╭─ Reading passage

1. Field of the Invention
The present invention relates generally to the field of helical piles. More specifically, the present invention discloses a system for field testing the bearing behavior of helical piles.
2. Statement of the Problem
Helical piles have been used for many years in a variety of applications. For example, helical piles are widely used to lift and stabilize structures, and also in new construction. In these applications, helical piles are often called upon to carry large compressive loads. Helical piles are also used to anchor structures, such as large antennas or pylons for high voltage lines, that are subject to large wind loads. Helical piles are also employed for lateral earth retention and shoring. In these fields, helical piles are often required to carry large tensile loads. For the purposes of this patent application, the terms “helical pile” and “helical pier” are used interchangeably.
Conventional helical piles have an elongated shaft with a substantially square cross-section. The shaft can either be solid or tubular. One or more helical bearing plates are permanently attached to the shaft adjacent to its lower end. The length of the shaft is fixed, as are the diameter and location of the helical plate. Examples of modular helical piering systems include the Applicant's U.S. Pat. Nos. 6,352,391, 6,682,267 7,037,045 and 6,817,810.

╰─
╭─ Information supplied

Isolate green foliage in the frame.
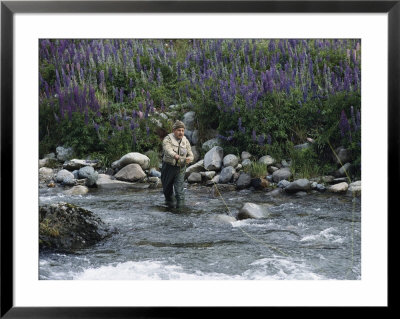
[290,147,323,179]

╰─

[Requests]:
1. Do the following statements agree with the helical pile passage above? (a) The shaft of a conventional helical pile must be tubular. (b) Helical piles that anchor large antennas face large wind loads. (c) The passage treats "helical pile" and "helical pier" as the same term. Give yes or no for each, with the deciding words of the passage.
2. Can you go on with the helical pile passage, starting right after its last sentence?

[Solved problems]:
1.
(a) No: "The shaft can either be solid or tubular."
(b) Yes: "Helical piles are also used to anchor structures, such as large antennas or pylons for high voltage lines, that are subject to large wind loads."
(c) Yes: "the terms “helical pile” and “helical pier” are used interchangeably."

2.
The helical pile is typically screwed into the ground by a power drive head that engages the upper end of the shaft and applies torque that is carried by the shaft to the helical plate. An axial force is also applied to the shaft of the helical pile. Helical piles are typically screwed into the ground to a point at which a predetermined torque limit is reached. However, it is sometimes difficult to predict the load bearing behavior of a helical pile, in tension or compression, due primarily to the unpredictable nature of soil conditions. Therefore, many jobs require field testing of the load bearing behavior of helical piles after the piles have been driven into the ground, but before subsequent phases of the job continue.
One conventional approach requires a very large weight (i.e., several tons) that is applied to the exposed head of the pile. The resulting deflections of the pile are then measured. This approach has obvious shortcomings in terms of transportation costs, space requirements and safety associated with using a large weight.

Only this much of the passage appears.